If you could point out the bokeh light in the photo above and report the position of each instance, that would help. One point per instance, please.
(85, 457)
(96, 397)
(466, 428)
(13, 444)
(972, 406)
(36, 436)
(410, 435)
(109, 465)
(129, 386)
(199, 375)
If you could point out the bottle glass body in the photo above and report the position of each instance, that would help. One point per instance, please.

§ §

TASK DIRECTIONS: Reproduce every record, matching each line exactly.

RESPONSE AREA:
If you could point out the bokeh light in the photo above and report the position of each instance, that would help. One point per instance, please.
(85, 457)
(96, 397)
(466, 428)
(13, 444)
(972, 406)
(36, 436)
(410, 435)
(109, 465)
(129, 386)
(199, 375)
If you could point out the bottle glass body in the photo above and report the position of each instance, that would help. One point per instance, please.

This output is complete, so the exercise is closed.